§ **PROVIDED DATA**
Start of Block
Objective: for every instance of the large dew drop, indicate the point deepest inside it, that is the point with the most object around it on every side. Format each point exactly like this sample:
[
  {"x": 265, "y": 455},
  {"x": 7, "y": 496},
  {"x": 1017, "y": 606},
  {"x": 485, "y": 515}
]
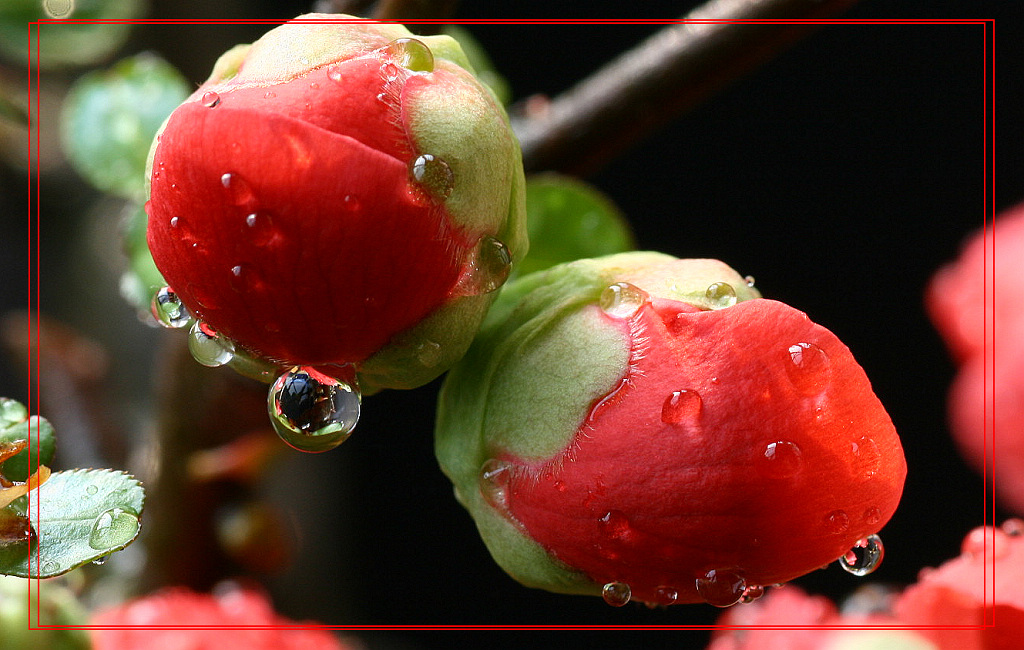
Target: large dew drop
[
  {"x": 864, "y": 557},
  {"x": 113, "y": 528},
  {"x": 168, "y": 309},
  {"x": 411, "y": 54},
  {"x": 312, "y": 412},
  {"x": 208, "y": 347}
]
End of Block
§ **INSTRUCTIONS TO FOLLOW**
Since the pictures are not wanted, give the material again exactly without them.

§ **ANSWER SECTION**
Objective: for every instance of the large dew drop, indicate the point deepest inside it, that is the point with the most object around it on every side. Format each point exactly like this sample:
[
  {"x": 265, "y": 455},
  {"x": 7, "y": 496},
  {"x": 1017, "y": 606},
  {"x": 485, "y": 515}
]
Target: large dew drop
[
  {"x": 864, "y": 557},
  {"x": 113, "y": 528},
  {"x": 168, "y": 309},
  {"x": 411, "y": 54},
  {"x": 312, "y": 412},
  {"x": 208, "y": 347}
]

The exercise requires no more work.